Segment Start: Passage for review

Prevent injuries and enhance fitness
Maintaining and increasing flexibility is one of the most overlooked aspects of fitness. Many women can brag they were once able to do full splits or high kicks, but how many of them can actually still do it, or care that they no longer can? It’s easy to think of flexibility as something only gymnasts or ballerinas need to worry about, but the truth is flexibility, or a lack of it, can have an impact on our everyday lives.
Flexibility refers to the range of motion available to a joint. Bending and straightening the knee is one example. Someone with limited knee joint flexibility may not be able to enter a squatting position. A healthy range of motion can be beneficial in a number of ways, from helping with simple tasks such as reaching for a jar on a high shelf to protecting the body from injuries related to physical activity.
If you don’t use it you lose it
Flexibility decreases with age. If you don’t have a limited range of motion right now, it’s something you may have to deal with in the future - unless you work at preventing it. Moving a joint in its full range of motion is rarely achieved with normal activities, which is why targeted stretching is necessary to maintain and increase flexibility. And I’m not talking a few arm circles, some toe touching and maybe a side bend or two - with real stretching takes time and effort to get it right.
Benefits of stretching and flexibility
- Injury prevention
- Increased range of motion
- Improved joint function
- Reduction of muscle soreness and tension
- Enhanced physical fitness
- Decreased tension and stress
When to stretch
Some people prefer to stretch for smaller amounts of time before or after a vigorous workout involving cardio or strength training. Some do both. Others dedicate an entire workout session to it, warming up for the sole purpose of stretching. Depending on who you talk to you’ll hear that stretching to increase flexibility is best done at certain times.
Most experts agree that a good time to stretch is after a strength training session. Strength training and flexibility go hand in hand, as you’ll need muscles that are strong enough to hold stretched arms or legs steady while you extend them. Stretching at this time can help prevent muscle soreness. It’s also a good way to ensure muscles are sufficiently warmed up.
If you’re unsure what’s best for you, don’t hesitate to ask a personal trainer. And always make sure to get the ok from your doctor before starting a new exercise program.
It’s never to late to start
Even people who have spent the last decade or two in sedentary lifestyles, or who have already lost joint mobility due to medical conditions such as arthritis, can gain back some or all of the flexibility they’ve lost. Stretching is an especially good habit for pregnant women to get into. Whether they’re carrying their first or fourth child it can help relieve back and shoulder pain, muscle tension and stress.
Stretching may not burn as many calories as cardio, or build as much lean muscle mass as strength training, but you’ll see worthwhile results if you stick with it.

Segment End: Passage for review
Segment Start: Information shown

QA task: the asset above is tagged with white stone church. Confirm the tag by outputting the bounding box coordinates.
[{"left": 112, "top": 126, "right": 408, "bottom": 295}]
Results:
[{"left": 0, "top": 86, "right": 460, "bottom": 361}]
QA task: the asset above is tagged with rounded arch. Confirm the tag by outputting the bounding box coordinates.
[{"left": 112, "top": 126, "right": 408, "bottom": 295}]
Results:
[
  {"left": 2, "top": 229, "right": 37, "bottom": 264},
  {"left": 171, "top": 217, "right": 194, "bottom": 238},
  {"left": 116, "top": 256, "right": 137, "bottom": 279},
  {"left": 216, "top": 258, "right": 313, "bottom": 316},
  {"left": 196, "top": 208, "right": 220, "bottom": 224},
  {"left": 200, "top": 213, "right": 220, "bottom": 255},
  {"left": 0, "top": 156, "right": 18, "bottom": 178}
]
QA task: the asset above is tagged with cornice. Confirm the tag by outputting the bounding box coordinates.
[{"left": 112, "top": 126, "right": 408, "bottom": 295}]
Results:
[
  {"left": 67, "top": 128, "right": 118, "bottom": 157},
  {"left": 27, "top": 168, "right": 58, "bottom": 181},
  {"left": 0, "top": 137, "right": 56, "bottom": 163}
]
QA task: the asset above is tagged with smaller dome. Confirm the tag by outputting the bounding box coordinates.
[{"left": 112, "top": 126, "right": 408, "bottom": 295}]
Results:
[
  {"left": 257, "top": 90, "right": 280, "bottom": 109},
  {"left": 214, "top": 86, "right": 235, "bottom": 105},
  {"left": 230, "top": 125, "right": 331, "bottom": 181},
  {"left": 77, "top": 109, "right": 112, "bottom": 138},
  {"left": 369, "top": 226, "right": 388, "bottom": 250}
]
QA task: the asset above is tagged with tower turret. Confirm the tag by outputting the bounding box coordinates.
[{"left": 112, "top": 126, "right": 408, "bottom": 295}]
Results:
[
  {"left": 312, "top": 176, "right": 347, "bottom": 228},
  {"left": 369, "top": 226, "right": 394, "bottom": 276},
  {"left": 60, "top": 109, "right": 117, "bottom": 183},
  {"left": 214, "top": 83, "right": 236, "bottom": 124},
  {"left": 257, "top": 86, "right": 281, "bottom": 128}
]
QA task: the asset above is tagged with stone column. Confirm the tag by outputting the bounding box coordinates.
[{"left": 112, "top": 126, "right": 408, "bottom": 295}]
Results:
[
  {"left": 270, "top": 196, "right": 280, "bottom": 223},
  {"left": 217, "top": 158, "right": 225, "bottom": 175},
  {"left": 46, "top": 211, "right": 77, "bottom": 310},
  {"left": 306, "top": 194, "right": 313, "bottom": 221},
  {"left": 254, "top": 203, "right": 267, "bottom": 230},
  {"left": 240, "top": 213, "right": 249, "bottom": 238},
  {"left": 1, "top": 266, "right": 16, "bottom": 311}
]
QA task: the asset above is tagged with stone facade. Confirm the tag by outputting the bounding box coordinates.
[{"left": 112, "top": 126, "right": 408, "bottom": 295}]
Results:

Segment End: Information shown

Work instruction 1
Summarize the article on flexibility in two sentences.
Work instruction 2
Rewrite more briefly the paragraph of the article on flexibility that begins "Flexibility refers to the range of motion," keeping its main facts.
Work instruction 3
Change "personal trainer" to "fitness coach" in the part of the article on flexibility that opens with the words "If you’re unsure" and closes with "tension and stress.", and give that part again.

Task result 1
Flexibility, the range of motion available to a joint, decreases with age, and targeted stretching is necessary to maintain and increase it. Most experts agree that a good time to stretch is after strength training, and even people who have been sedentary or have lost joint mobility to conditions such as arthritis can gain back some or all of their lost flexibility.

Task result 2
Flexibility is the range of motion available to a joint, such as bending and straightening the knee. Limited knee flexibility may keep someone from squatting. A healthy range of motion helps with simple tasks like reaching a jar on a high shelf and protects the body from injuries related to physical activity.

Task result 3
If you’re unsure what’s best for you, don’t hesitate to ask a fitness coach. And always make sure to get the ok from your doctor before starting a new exercise program.
It’s never to late to start
Even people who have spent the last decade or two in sedentary lifestyles, or who have already lost joint mobility due to medical conditions such as arthritis, can gain back some or all of the flexibility they’ve lost. Stretching is an especially good habit for pregnant women to get into. Whether they’re carrying their first or fourth child it can help relieve back and shoulder pain, muscle tension and stress.